Work task:
Copy the records below exactly, leaving out any pictures.
--------------------
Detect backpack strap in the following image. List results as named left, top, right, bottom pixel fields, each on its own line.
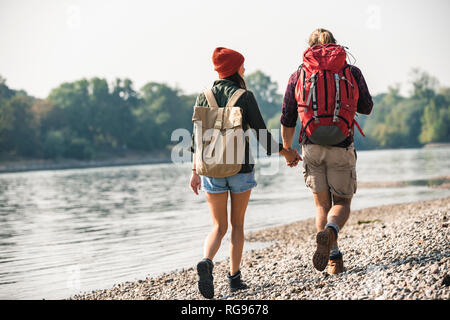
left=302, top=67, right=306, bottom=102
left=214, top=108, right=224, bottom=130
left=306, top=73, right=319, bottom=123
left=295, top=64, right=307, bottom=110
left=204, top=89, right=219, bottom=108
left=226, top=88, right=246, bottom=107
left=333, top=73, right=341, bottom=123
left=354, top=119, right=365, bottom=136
--------------------
The answer:
Detect backpack strap in the following image. List results as named left, top, right, bottom pixel fields, each on its own line.
left=302, top=67, right=306, bottom=102
left=214, top=108, right=224, bottom=130
left=306, top=73, right=319, bottom=123
left=295, top=64, right=307, bottom=110
left=204, top=89, right=219, bottom=108
left=226, top=88, right=246, bottom=107
left=333, top=73, right=341, bottom=123
left=354, top=119, right=365, bottom=136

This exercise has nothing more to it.